### Aufgaben und Übungen
a - Wie viele potenzielle Kunden gibt es laut dem Artikel über Jume Lee schätzungsweise allein in Deutschland?
b - Übersetze aus dem Artikel über Jume Lee den Satz „In ganz Europa gibt es keine vergleichbaren Mitbewerber, fand sie bei ihrer Recherche heraus.“ ins Englische.
c - Drucke aus dem Artikel über Jume Lee alles von „Hilden: „Ich hatte“ bis hinunter zu „über 60 Jahre.“ unverändert ab.

Hilden: „Ich hatte sehr harte Lehrer“

In nicht einmal zwei Jahren hat Firmengründerin Jume Lee ein florierendes Unternehmen aufgebaut.

Hilden. Eines morgens wachte sie auf und der seit Jahren herangereifte Entschluss stand fest: "Ich mache mich jetzt selbstständig." Und das hat Jume Lee auch gemacht. Zielstrebig und akribisch bereitete sie die Umsetzung ihrer Geschäftsidee vor - den Handel mit laktosefreien Lebensmitteln. "Ich bin sehr analytisch und sehr strategisch", sagt sie über sich. So hat ihre Selbstständigkeit vorbereitet. In ganz Europa gibt es keine vergleichbaren Mitbewerber, fand sie bei ihrer Recherche heraus. Allein in Deutschland gibt es geschätzte zwölf Millionen potenzielle Kunden: Menschen, die wegen eines Enzymmangels die in Kuhmilch enthaltene Laktose nicht oder nur schlecht verdauen können - allein mehr als 70 Prozent der Senioren über 60 Jahre.

### Datensatzauszüge

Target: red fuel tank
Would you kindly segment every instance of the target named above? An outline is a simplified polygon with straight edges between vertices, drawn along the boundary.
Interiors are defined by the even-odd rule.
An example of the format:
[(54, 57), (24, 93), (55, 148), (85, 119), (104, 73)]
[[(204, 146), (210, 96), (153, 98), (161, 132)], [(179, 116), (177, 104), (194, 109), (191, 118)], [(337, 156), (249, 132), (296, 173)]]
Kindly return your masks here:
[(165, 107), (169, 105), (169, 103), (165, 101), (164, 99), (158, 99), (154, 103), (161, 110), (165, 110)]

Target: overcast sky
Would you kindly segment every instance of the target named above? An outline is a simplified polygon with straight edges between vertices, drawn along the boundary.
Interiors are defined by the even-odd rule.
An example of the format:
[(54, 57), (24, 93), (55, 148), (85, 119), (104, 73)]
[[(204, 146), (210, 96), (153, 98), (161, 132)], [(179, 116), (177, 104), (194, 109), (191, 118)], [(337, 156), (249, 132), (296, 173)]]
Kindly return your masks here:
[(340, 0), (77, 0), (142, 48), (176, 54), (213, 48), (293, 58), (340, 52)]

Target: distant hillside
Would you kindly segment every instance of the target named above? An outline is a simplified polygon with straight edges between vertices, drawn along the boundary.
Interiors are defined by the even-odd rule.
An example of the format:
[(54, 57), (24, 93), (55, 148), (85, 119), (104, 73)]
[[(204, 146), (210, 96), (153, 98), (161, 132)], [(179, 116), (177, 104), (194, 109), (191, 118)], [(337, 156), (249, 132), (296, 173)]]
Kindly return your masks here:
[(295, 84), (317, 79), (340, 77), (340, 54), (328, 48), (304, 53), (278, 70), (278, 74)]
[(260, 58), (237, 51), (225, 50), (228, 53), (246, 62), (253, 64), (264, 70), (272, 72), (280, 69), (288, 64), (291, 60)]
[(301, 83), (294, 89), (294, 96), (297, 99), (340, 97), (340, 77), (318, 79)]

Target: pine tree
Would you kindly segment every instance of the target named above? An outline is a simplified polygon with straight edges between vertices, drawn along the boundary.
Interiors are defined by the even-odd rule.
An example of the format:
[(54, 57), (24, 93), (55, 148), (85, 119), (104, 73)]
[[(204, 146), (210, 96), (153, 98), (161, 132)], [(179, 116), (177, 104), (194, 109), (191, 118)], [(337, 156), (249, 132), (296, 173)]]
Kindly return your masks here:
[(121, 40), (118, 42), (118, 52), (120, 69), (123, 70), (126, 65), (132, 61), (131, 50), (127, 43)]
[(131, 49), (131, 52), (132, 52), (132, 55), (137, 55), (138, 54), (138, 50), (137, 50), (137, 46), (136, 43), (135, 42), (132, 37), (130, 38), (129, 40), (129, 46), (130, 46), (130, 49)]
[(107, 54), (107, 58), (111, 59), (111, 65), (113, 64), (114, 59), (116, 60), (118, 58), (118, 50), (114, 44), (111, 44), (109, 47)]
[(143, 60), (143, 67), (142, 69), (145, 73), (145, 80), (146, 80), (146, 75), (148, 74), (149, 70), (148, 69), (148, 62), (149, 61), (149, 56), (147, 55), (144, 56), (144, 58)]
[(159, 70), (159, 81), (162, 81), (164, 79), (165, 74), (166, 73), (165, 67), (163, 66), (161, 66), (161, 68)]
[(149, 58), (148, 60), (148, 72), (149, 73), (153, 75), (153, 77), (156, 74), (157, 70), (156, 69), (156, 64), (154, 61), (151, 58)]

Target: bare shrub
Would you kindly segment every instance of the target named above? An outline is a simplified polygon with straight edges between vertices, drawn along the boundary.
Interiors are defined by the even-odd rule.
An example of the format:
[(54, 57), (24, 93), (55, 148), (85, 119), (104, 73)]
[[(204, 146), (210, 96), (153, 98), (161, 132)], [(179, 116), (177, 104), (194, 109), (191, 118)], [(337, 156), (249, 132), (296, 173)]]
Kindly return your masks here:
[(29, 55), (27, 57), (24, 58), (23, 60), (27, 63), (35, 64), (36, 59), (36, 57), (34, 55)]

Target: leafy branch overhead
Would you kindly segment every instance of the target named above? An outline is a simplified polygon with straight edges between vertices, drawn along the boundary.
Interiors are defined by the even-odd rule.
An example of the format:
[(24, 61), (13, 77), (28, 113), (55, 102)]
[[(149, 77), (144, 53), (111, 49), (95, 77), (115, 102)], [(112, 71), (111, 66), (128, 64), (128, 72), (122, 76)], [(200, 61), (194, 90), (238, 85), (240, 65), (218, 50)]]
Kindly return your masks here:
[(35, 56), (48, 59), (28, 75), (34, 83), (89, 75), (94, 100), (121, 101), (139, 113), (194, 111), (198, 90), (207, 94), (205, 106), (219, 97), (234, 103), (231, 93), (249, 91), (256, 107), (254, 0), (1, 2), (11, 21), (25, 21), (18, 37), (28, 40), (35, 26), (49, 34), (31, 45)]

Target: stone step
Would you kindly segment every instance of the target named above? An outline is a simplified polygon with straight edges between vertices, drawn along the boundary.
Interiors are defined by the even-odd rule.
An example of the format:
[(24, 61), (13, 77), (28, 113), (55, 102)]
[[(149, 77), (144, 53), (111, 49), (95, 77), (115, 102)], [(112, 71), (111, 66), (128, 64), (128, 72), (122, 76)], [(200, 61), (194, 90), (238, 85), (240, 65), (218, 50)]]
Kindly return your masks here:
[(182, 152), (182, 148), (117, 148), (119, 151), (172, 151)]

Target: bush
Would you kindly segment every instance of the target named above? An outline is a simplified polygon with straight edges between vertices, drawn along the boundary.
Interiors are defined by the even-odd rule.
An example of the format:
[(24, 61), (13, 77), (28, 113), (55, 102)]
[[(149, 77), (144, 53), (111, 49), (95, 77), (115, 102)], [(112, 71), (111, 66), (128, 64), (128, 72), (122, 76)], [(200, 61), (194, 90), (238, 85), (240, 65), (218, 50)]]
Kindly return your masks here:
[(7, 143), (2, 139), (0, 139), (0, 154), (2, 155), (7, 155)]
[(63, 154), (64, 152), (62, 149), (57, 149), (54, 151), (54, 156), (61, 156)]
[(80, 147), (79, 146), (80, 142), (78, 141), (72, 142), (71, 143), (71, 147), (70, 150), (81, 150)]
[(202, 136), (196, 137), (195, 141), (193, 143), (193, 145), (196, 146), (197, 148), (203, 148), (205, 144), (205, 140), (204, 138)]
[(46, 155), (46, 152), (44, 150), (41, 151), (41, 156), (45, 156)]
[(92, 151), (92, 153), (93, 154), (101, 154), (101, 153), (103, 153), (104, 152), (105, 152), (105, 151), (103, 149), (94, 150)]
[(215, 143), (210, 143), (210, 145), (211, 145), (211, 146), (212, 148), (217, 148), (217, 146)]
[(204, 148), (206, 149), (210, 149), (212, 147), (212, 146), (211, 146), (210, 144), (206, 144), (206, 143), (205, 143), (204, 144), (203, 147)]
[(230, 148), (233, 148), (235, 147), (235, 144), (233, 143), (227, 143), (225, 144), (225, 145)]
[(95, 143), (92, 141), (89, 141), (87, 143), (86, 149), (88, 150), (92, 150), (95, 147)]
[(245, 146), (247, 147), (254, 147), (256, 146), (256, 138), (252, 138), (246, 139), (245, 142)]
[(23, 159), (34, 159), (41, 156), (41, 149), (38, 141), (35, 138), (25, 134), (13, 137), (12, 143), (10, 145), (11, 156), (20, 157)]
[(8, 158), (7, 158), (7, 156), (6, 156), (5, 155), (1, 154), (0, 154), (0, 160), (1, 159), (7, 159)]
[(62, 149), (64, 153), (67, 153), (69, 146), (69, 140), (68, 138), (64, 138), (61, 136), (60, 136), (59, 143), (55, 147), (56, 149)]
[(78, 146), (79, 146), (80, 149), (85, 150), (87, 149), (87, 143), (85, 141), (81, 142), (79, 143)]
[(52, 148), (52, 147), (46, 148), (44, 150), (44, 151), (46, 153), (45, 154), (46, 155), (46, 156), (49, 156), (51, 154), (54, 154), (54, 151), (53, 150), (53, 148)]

### Lösungen
a - Geschätzte zwölf Millionen.

b - In her research, she found that there are no comparable competitors anywhere in Europe.

c -
Hilden: „Ich hatte sehr harte Lehrer“

In nicht einmal zwei Jahren hat Firmengründerin Jume Lee ein florierendes Unternehmen aufgebaut.

Hilden. Eines morgens wachte sie auf und der seit Jahren herangereifte Entschluss stand fest: "Ich mache mich jetzt selbstständig." Und das hat Jume Lee auch gemacht. Zielstrebig und akribisch bereitete sie die Umsetzung ihrer Geschäftsidee vor - den Handel mit laktosefreien Lebensmitteln. "Ich bin sehr analytisch und sehr strategisch", sagt sie über sich. So hat ihre Selbstständigkeit vorbereitet. In ganz Europa gibt es keine vergleichbaren Mitbewerber, fand sie bei ihrer Recherche heraus. Allein in Deutschland gibt es geschätzte zwölf Millionen potenzielle Kunden: Menschen, die wegen eines Enzymmangels die in Kuhmilch enthaltene Laktose nicht oder nur schlecht verdauen können - allein mehr als 70 Prozent der Senioren über 60 Jahre.